TASK BRIEF: According to the passage about supermarkets, how many green grocers did Hawick's high street once have?

PASSAGE GIVEN:
★ ★ ★ ★ ★ ★ ★
Another experience that changed my mind about using supermarkets was when we visited a place called Hawick on the Otesha Tour. All that could be found was one lonely fishmonger selling local produce. The owner explained that Hawick had once had a high street with 16 or so green grocers selling local produce not to mention butchers, bakeries and fishmongers. Then the supermarkets moved in and drove the prides down so low that the local businesses couldn’t compete. When the local shops had all gone out of business the supermarkets put their prices back up. So instead of having the choice of 16+ local shops now the community has only got the choice of 3 supermarkets selling out of season veg with massive food miles, tonnes of packaging and they would have to go miles out of their way to buy any locally produced food. It also means that local producers have fewer opportunities to sell their produce, as supermarkets won’t buy from small producers. Farmers in Hawick are restricted to selling in farm shops (two of which were for sale in the wider area), which were miles out of town and therefore inaccessible to people without transport.

After hearing this story I thought about Swansea and how many supermarkets / express stores keep popping up all over the place. I live near the marina and used to use a local newsagents, that was until the Tesco express opened up and I started going to Tesco instead as they had a bigger range and better prices. Now the little newsagents has had to cut it’s opening times to its most profitable (lunch times) because all their business was taken by Tesco. I already knew this but I was bought over by the few quid I would save and didn’t give a second thought to the small business. Its sad but constantly buying from the big supermarkets is going to cost us more than the money we save. Our communities will suffer, we will have less choice, less autonomy and less power.
★ ★ ★ ★ ★ ★ ★
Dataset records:
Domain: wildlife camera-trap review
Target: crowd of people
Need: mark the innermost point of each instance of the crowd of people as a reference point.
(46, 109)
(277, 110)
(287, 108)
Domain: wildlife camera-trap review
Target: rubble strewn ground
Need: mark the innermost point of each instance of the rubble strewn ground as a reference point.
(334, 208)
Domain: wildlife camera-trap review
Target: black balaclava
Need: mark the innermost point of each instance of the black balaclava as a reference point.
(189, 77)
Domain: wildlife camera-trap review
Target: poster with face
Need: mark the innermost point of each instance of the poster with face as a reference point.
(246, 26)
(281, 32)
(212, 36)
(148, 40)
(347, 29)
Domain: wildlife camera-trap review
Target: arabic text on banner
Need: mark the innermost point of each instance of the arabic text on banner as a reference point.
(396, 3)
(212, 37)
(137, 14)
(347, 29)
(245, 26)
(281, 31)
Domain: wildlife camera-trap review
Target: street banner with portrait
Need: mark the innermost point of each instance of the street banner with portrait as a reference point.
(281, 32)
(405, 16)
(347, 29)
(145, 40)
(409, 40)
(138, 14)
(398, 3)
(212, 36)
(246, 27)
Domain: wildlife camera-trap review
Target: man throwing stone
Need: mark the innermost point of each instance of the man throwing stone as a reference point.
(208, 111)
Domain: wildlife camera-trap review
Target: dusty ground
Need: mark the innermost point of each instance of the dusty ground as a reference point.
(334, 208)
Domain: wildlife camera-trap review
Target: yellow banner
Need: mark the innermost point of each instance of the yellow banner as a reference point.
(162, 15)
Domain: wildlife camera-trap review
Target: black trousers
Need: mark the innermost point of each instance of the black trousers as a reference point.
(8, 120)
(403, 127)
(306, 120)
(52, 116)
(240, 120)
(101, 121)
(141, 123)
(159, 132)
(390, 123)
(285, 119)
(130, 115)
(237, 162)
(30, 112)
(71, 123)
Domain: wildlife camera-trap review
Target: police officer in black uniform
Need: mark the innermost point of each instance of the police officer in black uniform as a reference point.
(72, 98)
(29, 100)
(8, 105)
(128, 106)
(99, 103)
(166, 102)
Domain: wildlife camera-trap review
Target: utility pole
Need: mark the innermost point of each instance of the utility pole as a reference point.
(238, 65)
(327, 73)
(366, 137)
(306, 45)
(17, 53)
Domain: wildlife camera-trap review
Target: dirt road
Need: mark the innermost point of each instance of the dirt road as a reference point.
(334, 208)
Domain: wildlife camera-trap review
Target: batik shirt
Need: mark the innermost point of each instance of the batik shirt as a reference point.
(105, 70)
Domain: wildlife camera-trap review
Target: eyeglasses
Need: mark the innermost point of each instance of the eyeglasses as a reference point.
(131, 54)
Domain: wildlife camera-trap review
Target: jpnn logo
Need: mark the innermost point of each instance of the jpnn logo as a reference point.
★ ★ ★ ★ ★ ★ ★
THE OUTPUT: 16 or so.